● **Supplied passage**
>>>>

Pacifist Greens accept NATO's bombing policy

Close vote in Germany averts possible crisis in governing coalition

War In Yugoslavia

May 14, 1999|By KNIGHT RIDDER/TRIBUNE

BIELEFELD, Germany -- Germany averted political turmoil yesterday as members of the pacifist Green party emerged from a tumultuous debate and decided to stand with their government in supporting NATO's bombing of Yugoslavia.

After years as a fringe, environmentalist and anti-war movement, the Greens became a junior partner of a Social Democrat-led government last September. And a top Green, a Frankfurt taxi-driver-turned-politician named Joschka Fischer, became Germany's foreign minister.

Yesterday, Fischer persuaded his Green compatriots to stay in the coalition and follow the government's Kosovo policy -- but it was not easy.

Near the start of a heated nine-hour debate, a protester hurled a balloon filled with a red liquid directly at Fischer's right ear. The pressure of the burst damaged Fischer's eardrum and he later required medical treatment, said his aide Achim Schmillen.

"I'm sorry it happened," said one of Fischer's opponents. "But I must admit it, I got some pleasure from it."

The raucous atmosphere was pure Green Party, longtime observers said. The conference was in Bielefeld, a city in northern Germany. More than 3,000 people attended and police said more than 60 were arrested.

The meeting was called to decide whether the party should uphold its traditional pacifism and demand a unilateral cessation of bombing -- or remain a moral force within a government that supports the bombing.

<<<<

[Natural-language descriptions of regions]
>>>>

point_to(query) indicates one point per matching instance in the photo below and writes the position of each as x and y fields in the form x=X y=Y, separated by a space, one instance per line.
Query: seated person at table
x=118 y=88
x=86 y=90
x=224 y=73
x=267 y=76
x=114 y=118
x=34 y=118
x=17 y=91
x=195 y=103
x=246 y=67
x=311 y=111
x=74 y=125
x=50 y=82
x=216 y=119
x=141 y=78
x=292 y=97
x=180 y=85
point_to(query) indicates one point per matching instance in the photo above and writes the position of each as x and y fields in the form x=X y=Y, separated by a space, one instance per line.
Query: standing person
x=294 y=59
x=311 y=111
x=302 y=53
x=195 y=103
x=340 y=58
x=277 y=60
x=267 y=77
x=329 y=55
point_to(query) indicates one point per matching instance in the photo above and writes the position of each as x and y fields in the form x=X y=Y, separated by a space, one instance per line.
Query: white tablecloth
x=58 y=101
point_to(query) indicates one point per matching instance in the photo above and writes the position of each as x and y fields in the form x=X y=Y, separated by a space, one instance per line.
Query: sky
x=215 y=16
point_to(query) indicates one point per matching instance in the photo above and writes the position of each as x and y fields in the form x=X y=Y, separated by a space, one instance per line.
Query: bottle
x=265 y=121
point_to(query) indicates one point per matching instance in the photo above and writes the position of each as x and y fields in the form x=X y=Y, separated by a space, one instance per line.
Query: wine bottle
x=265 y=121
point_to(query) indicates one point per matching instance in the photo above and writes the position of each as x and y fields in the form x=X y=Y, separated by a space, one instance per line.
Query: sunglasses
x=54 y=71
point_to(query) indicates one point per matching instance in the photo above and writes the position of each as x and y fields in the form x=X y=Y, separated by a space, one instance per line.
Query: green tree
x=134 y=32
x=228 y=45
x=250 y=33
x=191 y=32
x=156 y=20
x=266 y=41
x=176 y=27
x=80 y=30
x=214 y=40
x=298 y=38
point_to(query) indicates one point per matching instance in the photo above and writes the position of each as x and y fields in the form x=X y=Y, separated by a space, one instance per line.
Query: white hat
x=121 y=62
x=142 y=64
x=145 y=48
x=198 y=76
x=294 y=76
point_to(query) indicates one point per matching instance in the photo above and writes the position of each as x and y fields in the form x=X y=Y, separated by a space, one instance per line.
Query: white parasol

<<<<

● **Work instructions**
• a. In the report on the German Greens and NATO's bombing, how many people did police say were arrested at the Bielefeld conference?
• b. Extend the report on the German Greens and NATO's bombing, picking up after its final paragraph.

● **Answers below**
• a. More than 60.

• b.
By a 58-42 split, Fischer's "realo" (realist) faction weathered the challenge from "fundis" (uncompromising fundamentalists). A loss could have prompted Fischer's resignation. Chancellor Gerhard Schroeder would have been forced to find a new coalition partner or call fresh elections.

The Greens hold 47 seats and Schroeder's Social Democrat Party holds 298 in the 669-member Bundestag.

Germany's participation in NATO's air campaign over Yugoslavia has been crucial on several fronts. Not only are Luftwaffe warplanes hitting Serbian targets -- the first use of German force since World War II -- but Germany has also taken in thousands of Kosovo refugees.

Western diplomats expressed confidence that Germany would have remained a key NATO ally in the Kosovo campaign.

"Nothing would have changed in that respect," said one attending the conference. But the debate reflected the serious strains the bombing of Yugoslavia is causing in domestic European politics.

Fischer was was loudly booed by some, and posters attacked him as a warmonger, even depicting him with a Hitler mustache. But he has won praise for his own peace plan -- a softening of NATO's demands by offering a 24-hour bombing lull followed by a gradual withdrawal of Serbian forces.